*Challenge*. Render every line of the material below as a JSON list of strings, one string per line, leaving out blank lines.

*Material shown*.
○ ○ ○ ○ ○ ○ ○

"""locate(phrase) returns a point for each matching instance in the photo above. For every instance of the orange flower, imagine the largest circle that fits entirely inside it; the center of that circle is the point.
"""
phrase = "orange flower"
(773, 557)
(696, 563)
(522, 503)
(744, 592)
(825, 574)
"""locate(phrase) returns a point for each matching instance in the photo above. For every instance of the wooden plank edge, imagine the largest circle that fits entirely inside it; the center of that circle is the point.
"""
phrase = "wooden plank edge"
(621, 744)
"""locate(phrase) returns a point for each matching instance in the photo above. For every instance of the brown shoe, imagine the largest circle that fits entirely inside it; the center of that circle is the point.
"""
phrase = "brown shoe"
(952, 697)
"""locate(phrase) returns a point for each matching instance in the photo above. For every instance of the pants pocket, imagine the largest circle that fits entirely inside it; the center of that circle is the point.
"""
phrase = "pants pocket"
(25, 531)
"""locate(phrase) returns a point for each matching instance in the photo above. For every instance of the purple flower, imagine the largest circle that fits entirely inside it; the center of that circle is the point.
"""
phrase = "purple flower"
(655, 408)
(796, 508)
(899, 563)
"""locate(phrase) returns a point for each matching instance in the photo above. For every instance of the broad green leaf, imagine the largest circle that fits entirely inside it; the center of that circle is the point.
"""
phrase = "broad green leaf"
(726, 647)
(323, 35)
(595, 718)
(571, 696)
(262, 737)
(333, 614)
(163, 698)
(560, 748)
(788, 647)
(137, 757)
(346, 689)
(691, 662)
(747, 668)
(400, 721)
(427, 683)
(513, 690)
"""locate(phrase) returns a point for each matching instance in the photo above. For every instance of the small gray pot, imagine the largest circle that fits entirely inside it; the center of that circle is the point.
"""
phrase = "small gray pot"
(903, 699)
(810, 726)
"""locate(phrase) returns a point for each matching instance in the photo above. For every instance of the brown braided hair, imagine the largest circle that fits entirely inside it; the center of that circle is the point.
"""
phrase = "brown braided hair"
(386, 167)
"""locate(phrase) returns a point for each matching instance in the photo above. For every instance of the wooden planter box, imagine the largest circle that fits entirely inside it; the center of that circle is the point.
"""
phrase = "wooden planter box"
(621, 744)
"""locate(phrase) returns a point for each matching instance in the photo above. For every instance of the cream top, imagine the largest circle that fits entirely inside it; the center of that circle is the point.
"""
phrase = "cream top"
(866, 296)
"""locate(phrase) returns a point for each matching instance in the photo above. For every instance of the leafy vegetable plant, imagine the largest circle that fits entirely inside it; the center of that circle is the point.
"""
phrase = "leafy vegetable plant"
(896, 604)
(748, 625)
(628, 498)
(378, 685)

○ ○ ○ ○ ○ ○ ○

*Response to this exercise*.
[
  "\"\"\"locate(phrase) returns a point for each matching instance in the photo above. For every instance of the orange flower, imagine the largest circle that fits entirely inside it; the center of that circle is the point.",
  "\"\"\"",
  "phrase = \"orange flower\"",
  "(773, 557)",
  "(696, 563)",
  "(522, 503)",
  "(744, 592)",
  "(825, 574)",
  "\"\"\"locate(phrase) returns a point for each matching instance in the photo above. For every instance of the wooden plank edge, imagine the largest circle that fits entirely inside it; the center of that circle is the point.",
  "\"\"\"",
  "phrase = \"wooden plank edge\"",
  "(621, 744)",
  "\"\"\"locate(phrase) returns a point for each matching instance in the photo above. For every instance of the brown shoe, imagine the largest circle that fits entirely inside it; the center of that circle is the point.",
  "\"\"\"",
  "phrase = \"brown shoe\"",
  "(952, 697)",
  "\"\"\"locate(phrase) returns a point for each matching instance in the photo above. For every instance of the pants pocket, imagine the largest circle that fits entirely inside it; the center of that circle is the point.",
  "\"\"\"",
  "phrase = \"pants pocket\"",
  "(25, 531)",
  "\"\"\"locate(phrase) returns a point for each matching instance in the photo above. For every instance of the purple flower, imagine the largest circle that fits entirely inside it; the center of that circle is the point.",
  "\"\"\"",
  "phrase = \"purple flower\"",
  "(655, 408)",
  "(796, 508)",
  "(899, 563)",
  "\"\"\"locate(phrase) returns a point for each matching instance in the photo above. For every instance of the broad green leaf, imagine the largest circle that fits entirely inside it; the center of that circle is the point.",
  "\"\"\"",
  "phrase = \"broad green leaf\"",
  "(726, 647)",
  "(323, 35)",
  "(595, 718)",
  "(571, 696)",
  "(262, 737)",
  "(333, 614)",
  "(163, 698)",
  "(560, 748)",
  "(788, 647)",
  "(137, 757)",
  "(346, 689)",
  "(691, 662)",
  "(747, 668)",
  "(400, 721)",
  "(427, 683)",
  "(513, 690)",
  "\"\"\"locate(phrase) returns a point for each matching instance in the photo above. For every instance of the small gray pot, imagine the largest circle that fits entirely inside it; the center of that circle is the point.",
  "\"\"\"",
  "phrase = \"small gray pot\"",
  "(903, 699)",
  "(810, 726)",
  "\"\"\"locate(phrase) returns a point for each matching instance in the photo above. For every instance of the brown braided hair, imagine the largest circle that fits entirely inside it; the center of that circle is the point.",
  "\"\"\"",
  "phrase = \"brown braided hair\"",
  "(386, 167)",
  "\"\"\"locate(phrase) returns a point for each matching instance in the photo above. For every instance of the wooden planter box, imagine the largest circle that fits entirely inside it; the center of that circle is the point.",
  "\"\"\"",
  "phrase = \"wooden planter box\"",
  "(621, 744)",
  "\"\"\"locate(phrase) returns a point for each matching instance in the photo above. For every instance of the cream top, imagine the largest circle that fits entirely inside it; the center of that circle is the point.",
  "\"\"\"",
  "phrase = \"cream top\"",
  "(866, 296)",
  "\"\"\"locate(phrase) returns a point for each matching instance in the photo above. For every instance of the leafy vegetable plant, imagine the largest circle that fits entirely inside it; the center of that circle is the point.",
  "\"\"\"",
  "phrase = \"leafy vegetable plant\"",
  "(896, 604)",
  "(748, 625)",
  "(628, 498)",
  "(378, 685)"
]